# DATA FOR PROCESSING
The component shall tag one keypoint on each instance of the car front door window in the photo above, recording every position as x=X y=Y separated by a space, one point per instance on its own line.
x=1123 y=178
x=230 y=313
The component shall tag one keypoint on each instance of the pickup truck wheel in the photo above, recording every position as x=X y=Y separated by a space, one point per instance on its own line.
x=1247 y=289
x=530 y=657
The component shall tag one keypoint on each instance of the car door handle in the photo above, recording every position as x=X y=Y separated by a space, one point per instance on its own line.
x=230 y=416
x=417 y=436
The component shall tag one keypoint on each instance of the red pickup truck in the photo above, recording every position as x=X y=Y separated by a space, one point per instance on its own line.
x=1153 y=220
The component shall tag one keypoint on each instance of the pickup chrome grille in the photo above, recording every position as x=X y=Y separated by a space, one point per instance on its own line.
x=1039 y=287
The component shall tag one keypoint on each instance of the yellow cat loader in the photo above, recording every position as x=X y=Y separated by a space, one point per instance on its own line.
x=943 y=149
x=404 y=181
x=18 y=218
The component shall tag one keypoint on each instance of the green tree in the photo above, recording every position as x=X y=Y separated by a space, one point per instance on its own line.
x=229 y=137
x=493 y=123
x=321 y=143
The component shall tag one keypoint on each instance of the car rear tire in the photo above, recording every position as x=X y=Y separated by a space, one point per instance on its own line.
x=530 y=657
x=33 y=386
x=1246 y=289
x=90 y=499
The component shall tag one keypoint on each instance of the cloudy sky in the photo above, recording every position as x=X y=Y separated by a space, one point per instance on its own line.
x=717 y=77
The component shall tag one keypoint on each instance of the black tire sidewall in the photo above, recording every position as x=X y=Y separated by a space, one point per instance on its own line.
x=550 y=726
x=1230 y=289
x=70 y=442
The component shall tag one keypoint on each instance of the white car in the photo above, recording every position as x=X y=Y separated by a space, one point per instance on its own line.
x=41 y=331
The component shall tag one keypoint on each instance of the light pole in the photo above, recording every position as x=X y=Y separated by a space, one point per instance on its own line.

# EXERCISE DESCRIPTION
Every entry must be quoted exactly as it appears above.

# RESPONSE BELOW
The component shall tag one keypoint on each instance of the car front door window in the photo above, recording every position as x=X y=Y separated by a space, one point per instance on its own line.
x=1123 y=178
x=230 y=313
The component shall tag one keypoint on each instance of the pickup truck wheel in the photo above, recording every position as x=X y=Y separated by a space, one point per instance on its own line.
x=1247 y=289
x=530 y=657
The component shall tag one keypoint on each instance of the car door handle in the photo above, recording every position as x=X y=Y separated by a space, one point per instance on its own line.
x=230 y=416
x=417 y=436
The component shall tag one keypoint on each instance of the red pickup truck in the photo above, recording every position as x=X y=Y separated by a space, one point per instance on its own line.
x=1153 y=220
The component shall tag one keypoint on each instance of the pickup chrome grille in the photo above, recording every position as x=X y=Y separated by a space, one point per instance on its own line.
x=1039 y=287
The component shall tag one keypoint on each instance of the yellow cat loader in the photo above, recording every position as x=X y=Y separated by a space, one point per instance on its own line.
x=943 y=149
x=404 y=181
x=18 y=218
The component shall tag one keypoint on each instance of the green tree in the photo above, recording every position as x=X y=Y separated by a space, one point per instance on its own line.
x=229 y=137
x=493 y=123
x=321 y=143
The component shall tag one keypoint on each instance of the car rear tire in the photo above, recording every position as x=X y=Y separated by a space, one point per instance on its own line.
x=530 y=657
x=33 y=386
x=1246 y=289
x=90 y=499
The component shall tag one keypoint on each instance of the cloudy sky in the photo above, recording every position as x=X y=Y separated by a space, one point per instance on its own line.
x=717 y=77
The component shall tag one keypoint on each instance of the black tire sidewall in the photo above, recording every position as x=X y=Y separated by a space, one point per instance on its own line.
x=550 y=726
x=1230 y=289
x=70 y=442
The component shall tag one keypoint on each instance of the white car in the photo above, recording every position as x=X y=Y separated by a space, one point per instance on its own line.
x=41 y=331
The component shall tag one keypoint on each instance of the light pole in the photo above, recording every position as x=X y=Y separated by a space, one point per instance on its own line.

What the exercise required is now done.